**SET TASK**: Copy out the data below as written; omit any images.

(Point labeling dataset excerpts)
__________
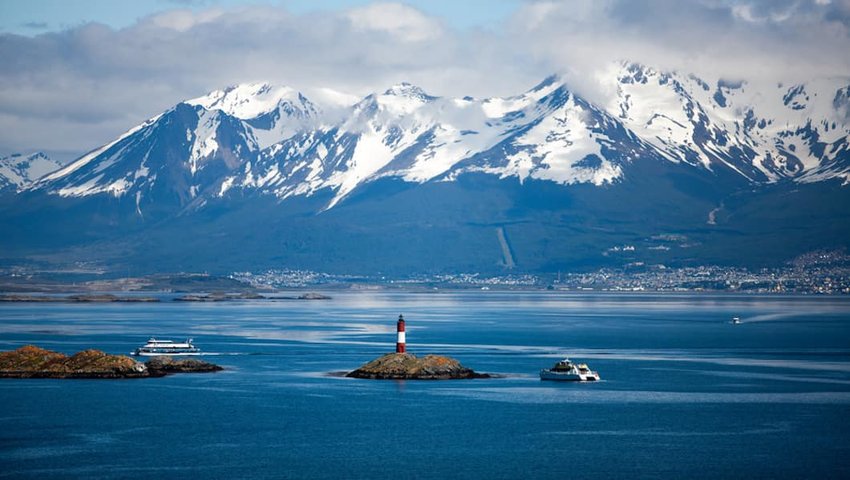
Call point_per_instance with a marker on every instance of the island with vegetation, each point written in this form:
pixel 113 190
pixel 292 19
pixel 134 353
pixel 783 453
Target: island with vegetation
pixel 33 362
pixel 406 366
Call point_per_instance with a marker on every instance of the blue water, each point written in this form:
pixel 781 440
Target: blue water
pixel 684 394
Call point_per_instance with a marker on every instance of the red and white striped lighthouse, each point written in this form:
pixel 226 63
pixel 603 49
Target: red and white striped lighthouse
pixel 399 343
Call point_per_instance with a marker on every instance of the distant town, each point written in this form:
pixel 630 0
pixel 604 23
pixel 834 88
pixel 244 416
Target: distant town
pixel 813 273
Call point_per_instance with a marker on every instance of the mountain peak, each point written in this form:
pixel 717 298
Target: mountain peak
pixel 405 89
pixel 250 100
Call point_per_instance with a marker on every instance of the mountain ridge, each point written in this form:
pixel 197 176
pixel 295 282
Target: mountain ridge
pixel 408 181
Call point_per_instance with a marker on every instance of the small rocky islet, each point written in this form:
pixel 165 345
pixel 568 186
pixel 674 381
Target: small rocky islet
pixel 33 362
pixel 406 366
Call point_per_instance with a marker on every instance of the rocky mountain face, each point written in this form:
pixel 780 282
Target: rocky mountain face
pixel 406 181
pixel 20 171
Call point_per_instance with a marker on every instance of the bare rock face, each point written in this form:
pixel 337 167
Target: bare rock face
pixel 165 365
pixel 406 366
pixel 34 362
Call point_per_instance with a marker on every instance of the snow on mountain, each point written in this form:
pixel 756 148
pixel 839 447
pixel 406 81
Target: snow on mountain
pixel 546 133
pixel 272 140
pixel 763 132
pixel 19 171
pixel 273 112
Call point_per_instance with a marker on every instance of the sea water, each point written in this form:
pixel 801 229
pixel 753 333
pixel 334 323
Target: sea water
pixel 684 393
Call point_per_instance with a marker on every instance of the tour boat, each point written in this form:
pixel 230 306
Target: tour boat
pixel 156 347
pixel 565 370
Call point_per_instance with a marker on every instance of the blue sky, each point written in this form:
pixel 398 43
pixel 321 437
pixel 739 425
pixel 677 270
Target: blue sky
pixel 32 17
pixel 76 74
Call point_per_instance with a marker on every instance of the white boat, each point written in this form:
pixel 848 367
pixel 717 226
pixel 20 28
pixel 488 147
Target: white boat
pixel 155 348
pixel 567 371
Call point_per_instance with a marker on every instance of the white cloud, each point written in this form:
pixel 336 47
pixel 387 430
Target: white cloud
pixel 79 88
pixel 401 21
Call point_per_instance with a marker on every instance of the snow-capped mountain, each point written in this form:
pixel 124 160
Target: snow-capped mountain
pixel 19 171
pixel 272 140
pixel 763 132
pixel 667 168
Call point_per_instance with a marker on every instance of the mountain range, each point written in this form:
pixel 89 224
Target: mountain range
pixel 668 169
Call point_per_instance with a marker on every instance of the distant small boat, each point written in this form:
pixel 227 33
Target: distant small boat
pixel 156 347
pixel 567 371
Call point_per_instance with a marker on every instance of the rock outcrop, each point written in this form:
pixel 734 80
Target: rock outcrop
pixel 164 365
pixel 33 362
pixel 406 366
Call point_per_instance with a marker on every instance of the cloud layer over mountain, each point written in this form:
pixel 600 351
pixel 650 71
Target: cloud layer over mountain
pixel 81 87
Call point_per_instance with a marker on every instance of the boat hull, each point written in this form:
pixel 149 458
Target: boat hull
pixel 568 376
pixel 167 354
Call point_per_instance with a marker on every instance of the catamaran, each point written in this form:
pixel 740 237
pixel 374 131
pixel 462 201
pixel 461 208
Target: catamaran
pixel 156 347
pixel 565 370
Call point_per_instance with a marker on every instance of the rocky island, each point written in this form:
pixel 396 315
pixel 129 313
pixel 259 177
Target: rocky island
pixel 406 366
pixel 33 362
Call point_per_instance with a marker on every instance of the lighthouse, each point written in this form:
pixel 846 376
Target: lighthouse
pixel 399 343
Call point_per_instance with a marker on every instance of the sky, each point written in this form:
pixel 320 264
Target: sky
pixel 76 74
__________
**ANSWER FOR THIS EXERCISE**:
Call point_per_instance with a marker on every instance of the island with vegetation, each point written in this form:
pixel 113 190
pixel 292 19
pixel 134 353
pixel 783 453
Target: island with vegetation
pixel 33 362
pixel 406 366
Call point_per_instance with a marker on every instance of the blue water, each point written in this form:
pixel 781 440
Target: blue water
pixel 684 394
Call point_per_instance with a marker on every instance of the red and white striped lighthouse, each point written in this form:
pixel 226 63
pixel 603 49
Target: red and white striped lighthouse
pixel 399 343
Call point_per_instance with a marker on every instance of the distant town, each point written in this form:
pixel 630 0
pixel 604 23
pixel 834 88
pixel 244 416
Target: distant town
pixel 813 273
Call point_per_instance with a marker on every instance of the mountain peak, each point written in this form:
pixel 717 298
Target: mountain peak
pixel 405 89
pixel 250 100
Call point_per_instance with a marker on every instance of the mountain ridge, each point written in this form:
pixel 197 176
pixel 295 282
Target: mountain ridge
pixel 408 181
Call point_per_instance with a marker on every instance of the small rocky islet, each point written in this form:
pixel 165 345
pixel 568 186
pixel 674 381
Target: small rocky islet
pixel 33 362
pixel 406 366
Call point_per_instance with a marker on every instance of the rocky mountain face, each point written in this form:
pixel 780 282
Target: rocky mountain face
pixel 406 181
pixel 20 171
Call point_per_instance with a marker on every instance of the bare rock face, each point written in this form:
pixel 337 167
Target: bare rock face
pixel 165 365
pixel 406 366
pixel 34 362
Call point_per_instance with a marker on every instance of the snow on mountain, each point written in this form:
pixel 756 148
pixel 839 447
pixel 406 81
Target: snow on mountain
pixel 546 133
pixel 272 140
pixel 763 132
pixel 19 171
pixel 273 112
Call point_per_instance with a marker on every instance of the sea water, each point written in this form:
pixel 801 229
pixel 753 333
pixel 334 323
Target: sea water
pixel 684 393
Call point_per_instance with a marker on every instance of the tour boat, each point written in this form:
pixel 230 306
Target: tour boat
pixel 156 347
pixel 565 370
Call point_per_instance with a marker on every instance of the blue sky, each point written in this form:
pixel 398 43
pixel 321 437
pixel 739 425
pixel 677 270
Target: blue sky
pixel 32 17
pixel 76 74
Call point_per_instance with a marker on every instance of the white boat, each point written in this form:
pixel 848 367
pixel 717 226
pixel 20 28
pixel 488 147
Target: white boat
pixel 155 348
pixel 567 371
Call point_per_instance with a marker on every instance of the white cloud, each point written in this form:
pixel 336 47
pixel 387 430
Target: white cloud
pixel 79 88
pixel 401 21
Call point_per_instance with a marker on every instance of the snow-capped mountain, each point written in this form:
pixel 124 160
Target: snow-capped mountain
pixel 19 171
pixel 272 140
pixel 763 132
pixel 667 168
Call point_per_instance with a marker on every instance of the mountain range, each point written in this form:
pixel 89 224
Target: mountain range
pixel 668 169
Call point_per_instance with a marker on every instance of the distant small boat, each point written in this form:
pixel 227 33
Target: distant small boat
pixel 156 347
pixel 567 371
Call point_per_instance with a marker on every instance of the rock outcrop, each point written in this form:
pixel 734 80
Target: rock outcrop
pixel 164 365
pixel 33 362
pixel 406 366
Call point_per_instance with a marker on every instance of the cloud layer over mountain, each point written in this form:
pixel 600 351
pixel 650 71
Target: cloud layer over mountain
pixel 81 87
Call point_per_instance with a marker on every instance of the boat hull, each point written in this form:
pixel 149 458
Target: boat hull
pixel 568 376
pixel 167 354
Call point_per_instance with a marker on every instance of the catamaran, each point written in this form:
pixel 740 237
pixel 374 131
pixel 462 201
pixel 461 208
Target: catamaran
pixel 156 347
pixel 565 370
Call point_per_instance with a marker on every instance of the rocky island, each point written in this form:
pixel 396 315
pixel 129 313
pixel 259 177
Target: rocky island
pixel 406 366
pixel 33 362
Call point_per_instance with a marker on every instance of the lighthouse, each point written in this form:
pixel 846 376
Target: lighthouse
pixel 399 343
Call point_per_instance with a marker on every instance of the sky, each point written in this form:
pixel 320 264
Target: sky
pixel 76 74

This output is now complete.